- Texto proporcionado -
Este ha sido y es un proceso tan importante como resistido desde adentro del poder judicial, de allí que en vez de la amplia torre de 13 pisos de los tribunales federales –en la que hay salones para procesos de esta envergadura y trascendencia–; se lo hace en una microsala sin internet.
Otero Alvarez, ex secretario penal de Puga –un juez acusado por permitir o consentir torturas y fusilamientos– es tal vez el personaje que más inquieta a la llamada Sagrada Familia Judicial cordobesa ya que fue juez federal hasta 2009 y cuenta con muchos amigos y colegas que están ejerciendo y le deben lealtades. De aspecto y modales cuidados, Otero Alvarez también fue vocal en el primer juicio en que se condenó a Luciano Benjamín Menéndez, el 24 de julio de 2008. Este hombre sumó ayer una extraña paradoja a su vida: a exactos nueve años de aquél día, estuvo también en un juicio histórico, esta vez del otro lado del estrado.
Durante la audiencia escuchó, junto a sus tres colegas imputados, la acusación en la que ex presos como Luis “Vittín” Baronetto les atribuyen haber desoído sus denuncias sobre las torturas y vejaciones recibidas en campos de concentración y cárceles; haber consentido que los cancerberos y militares apuntaran a los presos con armas las veces que desde tribunales fueron a entrevistarlos durante el cautiverio. También les atribuyen haber visto partidas de defunción elevadas por los militares por “heridas de bala” en los “traslados de presos” y en vez de ordenar investigar las muertes, o al menos intentar esclarecerlas, dieron “por extinguidas” las causas que pesaban sobres las víctimas “por fallecimiento”.
Así se volvieron a escuchar los nombres y ocupaciones de los asesinados en los ocho fusilamientos masivos: el del sindicalista Florencio Díaz; la pequeña Diana Fidelman; la maestra Marta Juana González de Baronetto (esposa de Vittín, que acababa de dar a luz a su segundo hijo); los de los estudiantes Arnaldo Higinio Toranzo de sólo 19 años y Gustavo De Breuil, de 23, quienes fueron asesinados cerca del Chateau Carreras junto al abogado de presos políticos Miguel Hugo Vaca Narvaja (h), de 35. Vaca Narvaja era el defensor de José Cristian “el Diablito” Funes, a quien también fusilaron.

- Extractos de datos -

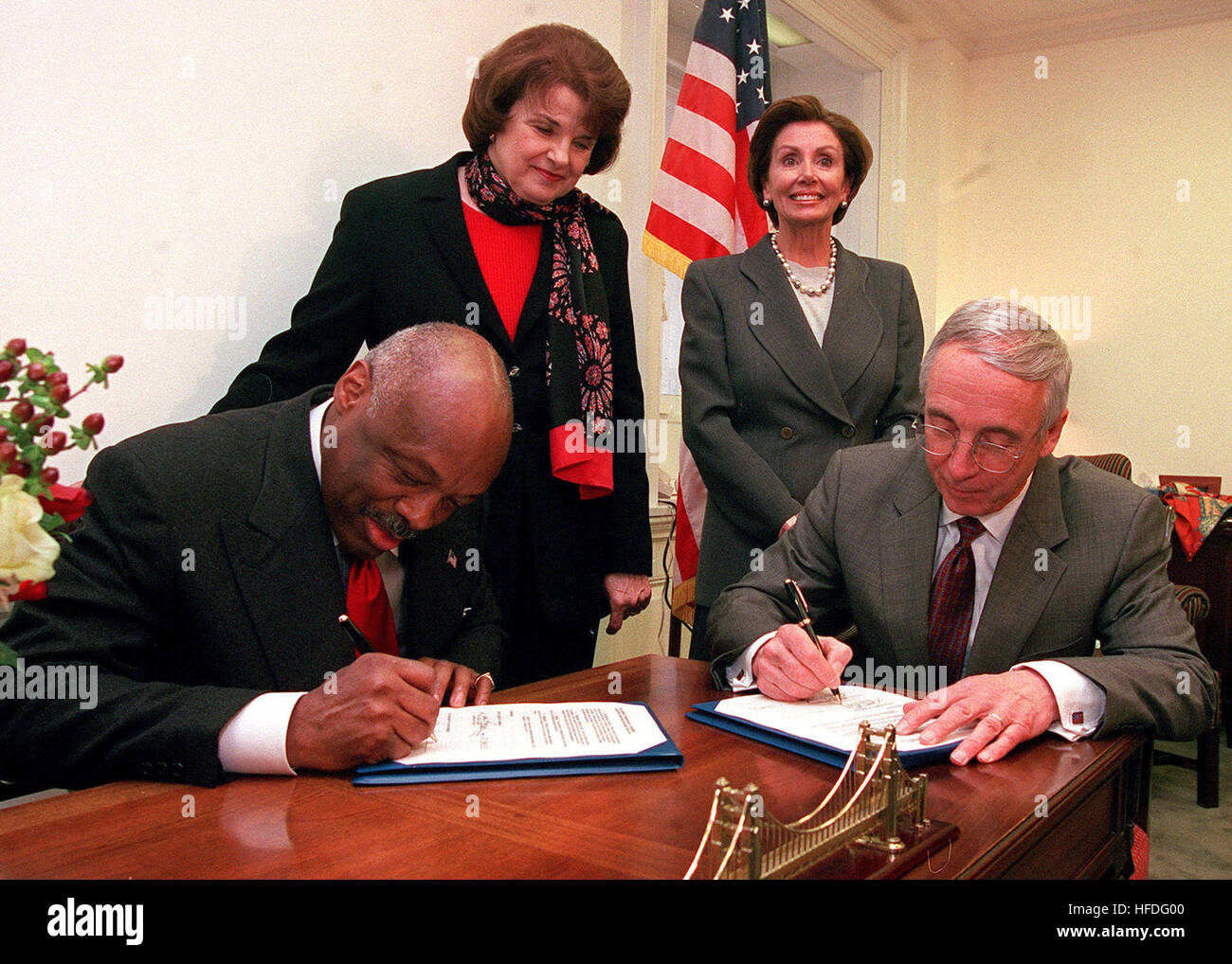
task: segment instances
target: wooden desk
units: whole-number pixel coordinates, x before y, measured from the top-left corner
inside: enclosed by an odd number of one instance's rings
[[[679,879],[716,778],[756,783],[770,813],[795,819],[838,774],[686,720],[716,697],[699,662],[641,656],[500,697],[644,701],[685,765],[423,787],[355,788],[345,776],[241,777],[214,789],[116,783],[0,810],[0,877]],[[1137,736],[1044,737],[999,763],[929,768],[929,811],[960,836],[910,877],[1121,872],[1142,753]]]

- Qué hacer -
**a)** Resume en dos oraciones el texto sobre el juicio a los exfuncionarios judiciales.
**b)** Según el texto sobre el juicio a los exfuncionarios judiciales, ¿hasta qué año fue juez federal Otero Alvarez?
**c)** Prosigue el texto sobre el juicio a los exfuncionarios judiciales a partir de su última oración.
Los datos no son necesarios para resolver nada.

- Resultados por tarea -
**a)** El juicio a exfuncionarios judiciales, resistido desde dentro del poder judicial, se realiza en una microsala sin internet y no en la torre de los tribunales federales; entre los imputados está Otero Alvarez, ex secretario penal de Puga y juez federal hasta 2009, que fue vocal en el primer juicio en que se condenó a Luciano Benjamín Menéndez. Ex presos como Luis "Vittín" Baronetto los acusan de haber desoído sus denuncias de torturas, de haber consentido que los militares apuntaran a los presos durante las entrevistas y de haber dado "por extinguidas" las causas de las víctimas fusiladas en vez de ordenar investigar sus muertes.

**b)** Hasta 2009.

**c)**
La lista de crímenes por omisión de deberes de funcionarios públicos, complicidad y ojos y oídos cerrados ante el clamor de los presos y sus familiares siguió con el nombre de Miguel Angel Ceballos, también abogado de presos políticos y padre de tres hijos: uno de ellos, Miguel Ceballos, es uno de los iniciadores e impulsores de esta causa.
La lectura monocorde aunque clara de la secretaria Lorena Castelli volvió sobre la responsabilidad por el estaqueamiento hasta la muerte, el gélido 14 de julio de 1976, del médico santiagueño René Moukarzel, y el fusilamiento a quemarropa del estudiante de periodismo Raúl Bauducco el 5 del mismo mes, cuando el cabo Miguel Angel Pérez le dio un balazo en la nuca en el patio del penal frente a los ojos de cientos de presos.
Recordó la matanza de Mirta Abdón de Maggi, mamá de una pequeña hija; y el ensañamiento con Pablo Balustra, a quien dejaron parapléjico a golpes y tortura, para luego aducir, en el certificado de defunción, que había intentado fugarse en un traslado. Nombrándolos, los 31 volvieron a estar presentes en los ya tradicionales claveles rojos de papel crepé.
Mientras cometían sus crímenes, los militares de la última dictadura no se pensaron jamás frente a un tribunal: se creyeron impunes y lo fueron durante casi cuatro décadas. Los cuatro magistrados que comenzaron a ser juzgados ayer, tampoco se lo imaginaron. Entonces, ellos eran el tribunal.
Los testigos, unos 25, comenzarán a declarar el lunes que viene. Se estima que este juicio podría concluir en la segunda mitad de septiembre.